— Problems to solve —
(a) Pull the stretch from "The mesmerizing tinkling" through "be interested in." word for word out of the piece below about looking for Jim Morrison's grave in Paris.
(b) Carry on the piece below about looking for Jim Morrison's grave in Paris, picking up after its last sentence.

— Document segment —
⟨

The mesmerizing tinkling of the electric piano helping to create the sound of rain and thunder in Jim Morrison’s song Riders On The Storm held a private concert in my head. As we searched for his grave at Père Lachaise Cemetery in Paris I was surprised by this. Although I was a fan of Jim Morrison and the Doors, I had never purchased an album and I certainly didn’t listen to any of his songs leading up to our trip to the cemetery. Our daughter was in town visiting so I thought it would be something she and my husband would be interested in.
I shouldn’t have been surprised however that this song had seeped into my psyche over the years. Especially since two of my older sisters listened to the Doors on their fold up G.E. record player incessantly in the 60’s and 70’s. The sound quality far superior to the record player, was clear and smooth in my head. I wished Shae and Keray were privy to the same internal concert that I was at, although they did get to hear various songbird melodies floating out of the trees. Between the tweets and the warmth of the sun, we were all in a relaxed reflective state as we strolled the grounds not worrying about the map. The chills on my shoulders and arms lingered on this rare sunny day in early May but I didn’t want them or the music to end. Was it really Jim Morrison’s essence or just an overactive imagination? I didn’t really care, I was feeling something special that would disappear given too much attention.

⟩

— Record set —
⟨

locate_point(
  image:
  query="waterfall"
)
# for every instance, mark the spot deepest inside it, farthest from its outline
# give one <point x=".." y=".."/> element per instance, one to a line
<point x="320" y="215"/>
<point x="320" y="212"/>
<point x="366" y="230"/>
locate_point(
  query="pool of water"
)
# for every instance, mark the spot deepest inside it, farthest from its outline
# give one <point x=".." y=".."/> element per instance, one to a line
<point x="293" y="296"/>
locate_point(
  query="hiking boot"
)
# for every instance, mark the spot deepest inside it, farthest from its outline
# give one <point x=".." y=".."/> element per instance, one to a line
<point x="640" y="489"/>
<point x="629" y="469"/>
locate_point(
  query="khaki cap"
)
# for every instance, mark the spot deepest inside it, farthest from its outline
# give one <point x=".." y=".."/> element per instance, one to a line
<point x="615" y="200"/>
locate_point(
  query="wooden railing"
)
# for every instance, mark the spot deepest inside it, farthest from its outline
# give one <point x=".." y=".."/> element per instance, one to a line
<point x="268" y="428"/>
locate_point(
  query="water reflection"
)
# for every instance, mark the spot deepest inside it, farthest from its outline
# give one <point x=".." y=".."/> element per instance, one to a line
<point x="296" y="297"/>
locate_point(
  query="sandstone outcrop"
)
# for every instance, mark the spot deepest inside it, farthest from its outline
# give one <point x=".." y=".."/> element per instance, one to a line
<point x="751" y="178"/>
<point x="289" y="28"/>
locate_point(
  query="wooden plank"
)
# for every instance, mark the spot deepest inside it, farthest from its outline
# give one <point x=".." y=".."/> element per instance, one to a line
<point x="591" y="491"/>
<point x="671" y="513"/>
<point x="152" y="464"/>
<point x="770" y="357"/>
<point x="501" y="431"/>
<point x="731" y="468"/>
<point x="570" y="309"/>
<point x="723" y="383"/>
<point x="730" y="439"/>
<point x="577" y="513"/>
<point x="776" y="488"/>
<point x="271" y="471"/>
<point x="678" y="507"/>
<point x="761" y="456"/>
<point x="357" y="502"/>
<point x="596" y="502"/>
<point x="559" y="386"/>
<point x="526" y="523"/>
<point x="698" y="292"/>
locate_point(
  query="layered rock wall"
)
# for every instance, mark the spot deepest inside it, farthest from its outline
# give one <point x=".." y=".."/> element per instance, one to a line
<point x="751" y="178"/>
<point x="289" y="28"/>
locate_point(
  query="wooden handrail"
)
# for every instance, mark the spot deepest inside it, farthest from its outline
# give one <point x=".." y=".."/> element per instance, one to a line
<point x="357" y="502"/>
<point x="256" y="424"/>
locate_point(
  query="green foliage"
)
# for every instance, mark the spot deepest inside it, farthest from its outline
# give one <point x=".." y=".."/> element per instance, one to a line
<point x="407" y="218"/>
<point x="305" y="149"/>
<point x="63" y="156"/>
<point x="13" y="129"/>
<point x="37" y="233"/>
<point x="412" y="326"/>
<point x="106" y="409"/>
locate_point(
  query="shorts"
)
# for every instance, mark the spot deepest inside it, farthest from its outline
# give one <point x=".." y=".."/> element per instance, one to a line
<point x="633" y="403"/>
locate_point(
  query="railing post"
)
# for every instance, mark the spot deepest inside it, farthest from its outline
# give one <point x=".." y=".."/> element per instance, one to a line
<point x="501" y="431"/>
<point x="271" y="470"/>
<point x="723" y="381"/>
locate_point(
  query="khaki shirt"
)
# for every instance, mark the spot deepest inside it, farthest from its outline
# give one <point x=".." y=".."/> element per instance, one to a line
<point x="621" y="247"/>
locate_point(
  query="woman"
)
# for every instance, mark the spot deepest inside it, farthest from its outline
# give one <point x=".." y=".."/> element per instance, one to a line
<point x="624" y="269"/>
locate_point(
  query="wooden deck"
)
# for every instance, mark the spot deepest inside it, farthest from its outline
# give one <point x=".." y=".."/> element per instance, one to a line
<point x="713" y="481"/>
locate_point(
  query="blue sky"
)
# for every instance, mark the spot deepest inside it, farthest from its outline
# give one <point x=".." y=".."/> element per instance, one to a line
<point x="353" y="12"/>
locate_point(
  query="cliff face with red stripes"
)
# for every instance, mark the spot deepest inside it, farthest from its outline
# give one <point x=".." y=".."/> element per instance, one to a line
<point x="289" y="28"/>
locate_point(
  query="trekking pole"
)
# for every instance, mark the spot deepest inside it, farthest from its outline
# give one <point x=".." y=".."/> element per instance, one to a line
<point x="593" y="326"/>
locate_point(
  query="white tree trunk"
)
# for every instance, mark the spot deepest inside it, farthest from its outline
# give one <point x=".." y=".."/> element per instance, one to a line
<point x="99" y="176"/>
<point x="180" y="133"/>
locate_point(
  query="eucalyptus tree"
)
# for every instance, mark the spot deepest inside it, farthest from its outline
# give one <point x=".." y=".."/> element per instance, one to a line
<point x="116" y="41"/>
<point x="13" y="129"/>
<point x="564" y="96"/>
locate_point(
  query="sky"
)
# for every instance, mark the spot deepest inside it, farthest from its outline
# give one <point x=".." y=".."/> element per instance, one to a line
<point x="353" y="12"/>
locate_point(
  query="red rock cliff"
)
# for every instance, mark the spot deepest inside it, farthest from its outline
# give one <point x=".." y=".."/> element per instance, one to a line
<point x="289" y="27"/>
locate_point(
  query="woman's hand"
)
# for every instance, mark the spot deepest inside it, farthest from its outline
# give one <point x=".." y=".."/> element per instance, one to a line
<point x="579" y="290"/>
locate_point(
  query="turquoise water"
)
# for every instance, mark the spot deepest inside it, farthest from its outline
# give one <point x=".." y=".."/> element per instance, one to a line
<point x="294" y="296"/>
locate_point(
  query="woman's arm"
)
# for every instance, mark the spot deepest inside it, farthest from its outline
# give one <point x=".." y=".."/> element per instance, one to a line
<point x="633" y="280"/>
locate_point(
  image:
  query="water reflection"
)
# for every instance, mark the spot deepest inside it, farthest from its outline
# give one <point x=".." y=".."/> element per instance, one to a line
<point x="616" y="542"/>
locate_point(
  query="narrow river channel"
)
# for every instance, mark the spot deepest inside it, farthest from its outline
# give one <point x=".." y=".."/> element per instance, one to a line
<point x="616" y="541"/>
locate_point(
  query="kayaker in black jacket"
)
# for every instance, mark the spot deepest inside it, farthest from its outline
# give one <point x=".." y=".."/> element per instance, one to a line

⟩

— Answers in order —
(a)
The mesmerizing tinkling of the electric piano helping to create the sound of rain and thunder in Jim Morrison’s song Riders On The Storm held a private concert in my head. As we searched for his grave at Père Lachaise Cemetery in Paris I was surprised by this. Although I was a fan of Jim Morrison and the Doors, I had never purchased an album and I certainly didn’t listen to any of his songs leading up to our trip to the cemetery. Our daughter was in town visiting so I thought it would be something she and my husband would be interested in.

(b)
James Douglas Morrison died 45 years ago at the age of 27 and his mysterious music lives on as strong as ever. Was it his passion for civil rights that still resonates with us so much in his lyrics today or the fact that they were never straight forward and you had to really dig into what he was saying to understand? It is personal for every Morrison fan but he and his band had the ability to create something complex and intangible yet relatable.
Bruce Botnick, the Doors’ band engineer, told Uncut Magazine in 2007 that it took only 2-3 takes to record Riders On The Storm. In the same article Ray Manzarek, the Doors’ keyboard player, said the song written by Morrison is about a hitchhiker who was a serial killer and also about love and spirituality. Now that is complicated. Your world on him depends/Our life will never end/Girl you gotta love your man. “Morrison felt we wouldn’t be here still in body, but our essence would never end and love is the answer to all things”.
Riders On The Storm was Morrison’s last studio recording before his 1971 death in Paris shortly after that. If you listen closely you can hear his whispered lyrics swirling slowly around the mysterious main vocals. The whispers ending as the storm fades. I hope you have found the answers Jim Morrison, wherever you ride.
Père Lachaise Cemetary: 16 Rue du Repos 75020 – 20th arrondissement of Paris – Closest Metro: Philippe Auguste – Jim Morrison’s grave: Division 6.
Hours of operation: Mon – Sat 8:00 am to 5:30 pm/Sun & Holidays 9:00 AM to 5:30 PM
Phone Number: 33 1 55 25 82 10
Link to map of the cemetery-graves of other notable artists www.perelachaisecemetery.com
Other helpful sites to check out when planning your trip to Paris:
(All photos by Dawn Robirtis unless noted)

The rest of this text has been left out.